*** Opening Exercise inputs ***

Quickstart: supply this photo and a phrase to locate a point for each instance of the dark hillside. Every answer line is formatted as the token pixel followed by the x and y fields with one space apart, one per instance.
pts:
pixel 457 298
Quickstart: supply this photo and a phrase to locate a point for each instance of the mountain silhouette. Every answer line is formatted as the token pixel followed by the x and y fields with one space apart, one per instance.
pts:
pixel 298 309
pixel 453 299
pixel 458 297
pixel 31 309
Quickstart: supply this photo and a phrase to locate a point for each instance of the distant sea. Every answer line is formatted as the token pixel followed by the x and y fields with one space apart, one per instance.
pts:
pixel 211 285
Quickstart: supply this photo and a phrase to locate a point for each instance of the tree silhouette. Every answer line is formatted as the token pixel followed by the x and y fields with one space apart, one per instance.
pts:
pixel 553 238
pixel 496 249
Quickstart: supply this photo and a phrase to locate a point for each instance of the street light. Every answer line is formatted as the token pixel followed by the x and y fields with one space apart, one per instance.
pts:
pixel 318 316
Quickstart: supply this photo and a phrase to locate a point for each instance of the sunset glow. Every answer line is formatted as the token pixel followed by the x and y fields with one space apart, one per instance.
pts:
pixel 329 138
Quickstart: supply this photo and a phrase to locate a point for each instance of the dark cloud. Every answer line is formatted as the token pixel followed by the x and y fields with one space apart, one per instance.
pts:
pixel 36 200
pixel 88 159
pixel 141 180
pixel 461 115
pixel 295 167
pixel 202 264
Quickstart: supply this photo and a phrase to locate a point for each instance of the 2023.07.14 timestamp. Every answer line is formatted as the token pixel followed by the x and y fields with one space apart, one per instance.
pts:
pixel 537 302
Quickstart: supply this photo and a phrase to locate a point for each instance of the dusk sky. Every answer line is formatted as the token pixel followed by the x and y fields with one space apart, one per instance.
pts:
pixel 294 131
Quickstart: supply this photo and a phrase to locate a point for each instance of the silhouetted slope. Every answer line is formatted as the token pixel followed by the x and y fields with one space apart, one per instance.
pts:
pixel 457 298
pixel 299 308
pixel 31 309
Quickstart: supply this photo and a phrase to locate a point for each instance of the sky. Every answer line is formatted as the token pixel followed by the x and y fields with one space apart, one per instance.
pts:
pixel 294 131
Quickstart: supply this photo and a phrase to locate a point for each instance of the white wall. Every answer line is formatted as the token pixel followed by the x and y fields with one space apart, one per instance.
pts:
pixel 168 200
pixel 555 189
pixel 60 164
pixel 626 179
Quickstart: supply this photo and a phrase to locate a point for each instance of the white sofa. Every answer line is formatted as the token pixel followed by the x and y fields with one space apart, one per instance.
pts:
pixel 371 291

*** Closing Exercise inputs ***

Only the lines from the first one of the listing up to and including the line where "of the mountain" appears are wanted, reproduced exactly.

Quickstart: supply this photo and a phrase to locate a point for each instance of the dark hillside. Every answer line is formatted as the token pixel followed by the x and y fields with one space apart, one per instance.
pts:
pixel 457 298
Quickstart: supply this photo and a phrase to locate a point for each instance of the mountain silhouette. Every answer line is formatted as the token pixel followed by the x and y fields with one space apart, one per instance.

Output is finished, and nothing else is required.